(Stored data entries)
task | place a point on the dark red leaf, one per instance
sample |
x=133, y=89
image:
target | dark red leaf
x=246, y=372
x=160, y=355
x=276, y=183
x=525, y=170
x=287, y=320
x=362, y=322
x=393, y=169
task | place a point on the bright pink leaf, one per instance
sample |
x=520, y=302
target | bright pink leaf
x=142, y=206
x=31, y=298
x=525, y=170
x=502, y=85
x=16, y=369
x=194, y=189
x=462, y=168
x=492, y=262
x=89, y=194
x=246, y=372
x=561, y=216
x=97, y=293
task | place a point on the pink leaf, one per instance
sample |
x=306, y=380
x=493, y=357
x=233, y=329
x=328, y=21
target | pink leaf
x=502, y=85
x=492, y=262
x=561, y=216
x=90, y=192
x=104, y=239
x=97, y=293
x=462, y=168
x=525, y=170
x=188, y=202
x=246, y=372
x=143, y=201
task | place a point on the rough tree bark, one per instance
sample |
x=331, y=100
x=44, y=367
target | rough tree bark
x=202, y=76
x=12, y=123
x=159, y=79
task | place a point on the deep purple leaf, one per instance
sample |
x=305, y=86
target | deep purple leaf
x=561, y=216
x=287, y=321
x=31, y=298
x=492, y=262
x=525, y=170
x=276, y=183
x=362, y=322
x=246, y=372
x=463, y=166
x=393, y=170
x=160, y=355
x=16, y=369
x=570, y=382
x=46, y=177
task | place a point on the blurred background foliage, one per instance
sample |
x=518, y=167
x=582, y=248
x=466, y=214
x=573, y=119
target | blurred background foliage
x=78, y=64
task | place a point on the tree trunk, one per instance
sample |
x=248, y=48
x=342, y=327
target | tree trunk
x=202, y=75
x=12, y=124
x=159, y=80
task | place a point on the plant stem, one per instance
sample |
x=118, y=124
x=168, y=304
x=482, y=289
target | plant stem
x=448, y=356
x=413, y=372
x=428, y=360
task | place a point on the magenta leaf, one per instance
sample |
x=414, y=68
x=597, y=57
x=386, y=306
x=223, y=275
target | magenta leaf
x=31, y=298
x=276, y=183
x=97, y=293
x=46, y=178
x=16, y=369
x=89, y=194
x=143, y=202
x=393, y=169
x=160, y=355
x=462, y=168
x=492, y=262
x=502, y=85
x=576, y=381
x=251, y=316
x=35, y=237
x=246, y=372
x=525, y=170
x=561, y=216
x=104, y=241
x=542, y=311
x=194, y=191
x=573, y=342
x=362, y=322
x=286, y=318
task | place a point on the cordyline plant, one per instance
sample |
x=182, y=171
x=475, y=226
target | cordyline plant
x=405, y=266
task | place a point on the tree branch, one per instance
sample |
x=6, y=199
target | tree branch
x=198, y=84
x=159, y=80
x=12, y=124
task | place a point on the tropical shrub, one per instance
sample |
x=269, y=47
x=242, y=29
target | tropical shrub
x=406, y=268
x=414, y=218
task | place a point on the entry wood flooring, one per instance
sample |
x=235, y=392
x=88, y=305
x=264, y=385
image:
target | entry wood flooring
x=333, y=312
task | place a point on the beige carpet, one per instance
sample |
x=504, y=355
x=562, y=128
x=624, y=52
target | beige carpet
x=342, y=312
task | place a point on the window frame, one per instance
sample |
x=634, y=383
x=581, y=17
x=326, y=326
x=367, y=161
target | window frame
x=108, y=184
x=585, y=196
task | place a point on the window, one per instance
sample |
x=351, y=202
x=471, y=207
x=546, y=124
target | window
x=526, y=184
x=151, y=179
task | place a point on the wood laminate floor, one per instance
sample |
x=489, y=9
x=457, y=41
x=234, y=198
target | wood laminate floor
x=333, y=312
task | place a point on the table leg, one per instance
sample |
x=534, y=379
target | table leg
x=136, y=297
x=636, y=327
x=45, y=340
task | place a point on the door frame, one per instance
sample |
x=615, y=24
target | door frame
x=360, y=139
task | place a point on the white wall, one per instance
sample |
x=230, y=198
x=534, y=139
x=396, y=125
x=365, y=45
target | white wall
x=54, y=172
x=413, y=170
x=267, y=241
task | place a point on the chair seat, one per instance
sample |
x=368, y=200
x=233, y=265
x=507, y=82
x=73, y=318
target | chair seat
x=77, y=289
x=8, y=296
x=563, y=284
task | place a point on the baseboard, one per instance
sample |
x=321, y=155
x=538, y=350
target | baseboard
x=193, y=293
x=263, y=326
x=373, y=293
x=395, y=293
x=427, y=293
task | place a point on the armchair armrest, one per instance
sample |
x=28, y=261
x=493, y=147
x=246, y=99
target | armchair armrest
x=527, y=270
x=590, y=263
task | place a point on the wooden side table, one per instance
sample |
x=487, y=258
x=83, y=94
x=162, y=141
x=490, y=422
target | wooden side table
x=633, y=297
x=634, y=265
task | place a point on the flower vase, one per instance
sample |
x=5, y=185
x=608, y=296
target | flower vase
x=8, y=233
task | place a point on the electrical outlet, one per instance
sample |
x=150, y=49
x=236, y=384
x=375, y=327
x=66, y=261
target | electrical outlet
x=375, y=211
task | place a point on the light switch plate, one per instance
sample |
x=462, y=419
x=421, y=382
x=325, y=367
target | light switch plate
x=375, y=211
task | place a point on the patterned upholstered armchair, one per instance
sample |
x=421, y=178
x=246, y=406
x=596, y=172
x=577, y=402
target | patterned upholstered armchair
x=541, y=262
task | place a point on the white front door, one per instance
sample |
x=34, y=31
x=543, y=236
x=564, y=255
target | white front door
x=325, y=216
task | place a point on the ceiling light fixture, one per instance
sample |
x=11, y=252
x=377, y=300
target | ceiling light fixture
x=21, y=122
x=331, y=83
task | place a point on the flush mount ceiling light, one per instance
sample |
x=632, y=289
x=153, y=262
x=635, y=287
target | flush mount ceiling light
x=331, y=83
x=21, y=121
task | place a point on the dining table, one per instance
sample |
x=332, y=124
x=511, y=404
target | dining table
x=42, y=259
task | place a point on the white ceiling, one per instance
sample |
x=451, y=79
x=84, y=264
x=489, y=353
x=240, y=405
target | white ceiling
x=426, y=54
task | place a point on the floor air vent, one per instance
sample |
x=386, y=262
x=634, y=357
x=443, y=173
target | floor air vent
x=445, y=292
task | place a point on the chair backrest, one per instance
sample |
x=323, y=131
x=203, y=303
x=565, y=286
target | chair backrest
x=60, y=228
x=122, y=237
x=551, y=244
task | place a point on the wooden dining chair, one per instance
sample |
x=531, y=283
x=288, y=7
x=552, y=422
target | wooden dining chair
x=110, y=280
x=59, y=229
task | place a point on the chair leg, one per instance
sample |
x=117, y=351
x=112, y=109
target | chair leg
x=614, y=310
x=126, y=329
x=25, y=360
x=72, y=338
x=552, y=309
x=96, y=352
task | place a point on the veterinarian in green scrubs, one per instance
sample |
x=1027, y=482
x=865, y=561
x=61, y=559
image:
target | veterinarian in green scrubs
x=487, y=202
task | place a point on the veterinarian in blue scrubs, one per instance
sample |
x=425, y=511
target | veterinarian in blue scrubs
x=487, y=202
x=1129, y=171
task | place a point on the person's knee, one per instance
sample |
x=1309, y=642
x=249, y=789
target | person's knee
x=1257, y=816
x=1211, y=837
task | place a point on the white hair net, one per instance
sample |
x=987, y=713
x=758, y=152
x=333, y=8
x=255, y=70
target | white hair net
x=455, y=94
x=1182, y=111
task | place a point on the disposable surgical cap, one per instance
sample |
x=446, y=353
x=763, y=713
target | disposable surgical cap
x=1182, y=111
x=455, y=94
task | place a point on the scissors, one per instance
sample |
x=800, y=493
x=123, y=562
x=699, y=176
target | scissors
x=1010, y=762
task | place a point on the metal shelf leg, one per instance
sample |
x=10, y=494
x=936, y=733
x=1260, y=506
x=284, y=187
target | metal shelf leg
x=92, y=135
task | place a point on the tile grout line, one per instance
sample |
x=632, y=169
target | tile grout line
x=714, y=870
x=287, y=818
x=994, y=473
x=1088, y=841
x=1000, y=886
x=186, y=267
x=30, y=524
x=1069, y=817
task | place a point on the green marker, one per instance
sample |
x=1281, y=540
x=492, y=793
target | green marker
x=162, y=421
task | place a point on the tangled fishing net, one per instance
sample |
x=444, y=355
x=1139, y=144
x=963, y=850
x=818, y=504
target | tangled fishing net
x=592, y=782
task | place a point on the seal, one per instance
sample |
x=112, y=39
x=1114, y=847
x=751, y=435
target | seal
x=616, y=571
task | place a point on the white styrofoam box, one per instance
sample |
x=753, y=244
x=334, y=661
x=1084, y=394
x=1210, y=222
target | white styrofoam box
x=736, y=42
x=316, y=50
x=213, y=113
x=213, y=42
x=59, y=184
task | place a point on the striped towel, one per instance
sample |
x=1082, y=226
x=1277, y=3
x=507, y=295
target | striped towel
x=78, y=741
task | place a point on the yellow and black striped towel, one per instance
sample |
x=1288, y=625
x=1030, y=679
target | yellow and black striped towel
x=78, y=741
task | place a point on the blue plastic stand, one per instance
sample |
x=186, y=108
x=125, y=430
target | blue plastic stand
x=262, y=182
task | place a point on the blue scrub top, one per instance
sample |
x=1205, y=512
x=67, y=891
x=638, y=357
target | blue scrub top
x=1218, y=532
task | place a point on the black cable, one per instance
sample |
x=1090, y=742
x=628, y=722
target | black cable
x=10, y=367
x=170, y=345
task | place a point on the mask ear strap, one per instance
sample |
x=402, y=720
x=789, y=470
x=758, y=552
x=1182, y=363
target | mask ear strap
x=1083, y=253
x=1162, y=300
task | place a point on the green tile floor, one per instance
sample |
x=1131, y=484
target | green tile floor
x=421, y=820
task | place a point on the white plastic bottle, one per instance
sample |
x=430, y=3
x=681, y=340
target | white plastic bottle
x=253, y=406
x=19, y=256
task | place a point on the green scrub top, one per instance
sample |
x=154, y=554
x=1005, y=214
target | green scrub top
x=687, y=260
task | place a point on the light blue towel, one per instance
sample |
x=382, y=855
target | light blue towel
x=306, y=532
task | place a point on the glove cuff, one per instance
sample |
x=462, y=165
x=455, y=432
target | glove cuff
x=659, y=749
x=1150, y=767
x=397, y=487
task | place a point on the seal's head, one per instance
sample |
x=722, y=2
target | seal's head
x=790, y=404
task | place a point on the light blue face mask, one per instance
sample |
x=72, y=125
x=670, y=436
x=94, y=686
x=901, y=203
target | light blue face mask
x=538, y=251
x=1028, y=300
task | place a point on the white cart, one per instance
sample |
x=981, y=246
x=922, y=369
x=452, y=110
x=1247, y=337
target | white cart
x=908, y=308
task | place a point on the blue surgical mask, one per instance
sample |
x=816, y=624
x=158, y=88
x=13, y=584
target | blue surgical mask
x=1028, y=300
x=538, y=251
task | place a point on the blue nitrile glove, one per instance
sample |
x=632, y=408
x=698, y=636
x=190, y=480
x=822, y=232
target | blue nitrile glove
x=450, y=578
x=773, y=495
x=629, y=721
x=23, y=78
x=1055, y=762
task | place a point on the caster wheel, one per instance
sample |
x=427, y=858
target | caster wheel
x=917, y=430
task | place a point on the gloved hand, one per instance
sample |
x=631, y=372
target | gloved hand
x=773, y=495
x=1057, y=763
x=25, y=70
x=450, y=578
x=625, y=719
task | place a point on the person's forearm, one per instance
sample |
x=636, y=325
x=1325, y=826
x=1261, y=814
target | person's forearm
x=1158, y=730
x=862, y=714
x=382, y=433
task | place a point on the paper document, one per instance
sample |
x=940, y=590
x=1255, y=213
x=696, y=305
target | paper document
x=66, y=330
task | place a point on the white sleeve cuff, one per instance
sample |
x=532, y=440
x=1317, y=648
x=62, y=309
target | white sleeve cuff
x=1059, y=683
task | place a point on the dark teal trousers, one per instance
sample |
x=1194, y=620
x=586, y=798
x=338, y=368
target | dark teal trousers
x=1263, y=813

__ABOUT THIS TASK__.
Give back every line from the beginning of the records through the line holding "task | place a point on the plant", exactly as it reads, and leave out the rest.

__TASK RESPONSE__.
task | place a point on the dark red leaf, one per instance
sample |
x=133, y=89
image:
target | dark red leaf
x=246, y=372
x=160, y=355
x=276, y=183
x=525, y=170
x=287, y=320
x=362, y=322
x=393, y=169
task | place a point on the bright pink leaf, one per instance
sample |
x=520, y=302
target | bright pink leaf
x=142, y=206
x=31, y=298
x=525, y=170
x=502, y=85
x=16, y=369
x=194, y=189
x=462, y=168
x=492, y=262
x=89, y=194
x=246, y=372
x=561, y=216
x=97, y=293
task | place a point on the pink leaf, one per instance
sample |
x=306, y=380
x=493, y=357
x=233, y=329
x=328, y=21
target | pink leaf
x=502, y=85
x=492, y=262
x=561, y=216
x=90, y=192
x=104, y=239
x=97, y=293
x=462, y=168
x=525, y=170
x=188, y=202
x=246, y=372
x=143, y=201
task | place a point on the rough tree bark, one per instance
sample |
x=331, y=100
x=44, y=367
target | rough tree bark
x=202, y=76
x=12, y=123
x=159, y=79
task | place a point on the deep purple leaf, one per instance
sample |
x=305, y=86
target | deep purple leaf
x=561, y=216
x=287, y=321
x=31, y=298
x=492, y=262
x=525, y=170
x=276, y=183
x=362, y=322
x=246, y=372
x=463, y=166
x=393, y=170
x=160, y=355
x=16, y=369
x=570, y=382
x=46, y=177
task | place a point on the blurred background foliage, one per instance
sample |
x=518, y=167
x=582, y=248
x=466, y=214
x=573, y=119
target | blurred background foliage
x=78, y=64
task | place a point on the tree trunk, one per instance
sample |
x=248, y=48
x=342, y=327
target | tree trunk
x=202, y=75
x=12, y=124
x=159, y=80
task | place a point on the plant stem, one per instance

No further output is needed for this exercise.